| ROWS |
• • • • •

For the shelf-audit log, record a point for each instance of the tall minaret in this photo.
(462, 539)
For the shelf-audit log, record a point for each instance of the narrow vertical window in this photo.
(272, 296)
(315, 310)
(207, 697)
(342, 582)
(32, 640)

• • • • •

| WHAT YOU SHOULD DO |
Rewrite the data as a Markdown table with the columns "Row" and "Line", starting at the line that contains "window in this photo." and continuing through the last line of the data. Number each row and leave out blank lines.

| TASK SOLUTION |
| Row | Line |
|---|---|
| 1 | For the shelf-audit log, record a point for each instance of the narrow vertical window in this photo. |
| 2 | (272, 296) |
| 3 | (315, 310) |
| 4 | (207, 697) |
| 5 | (342, 582) |
| 6 | (32, 640) |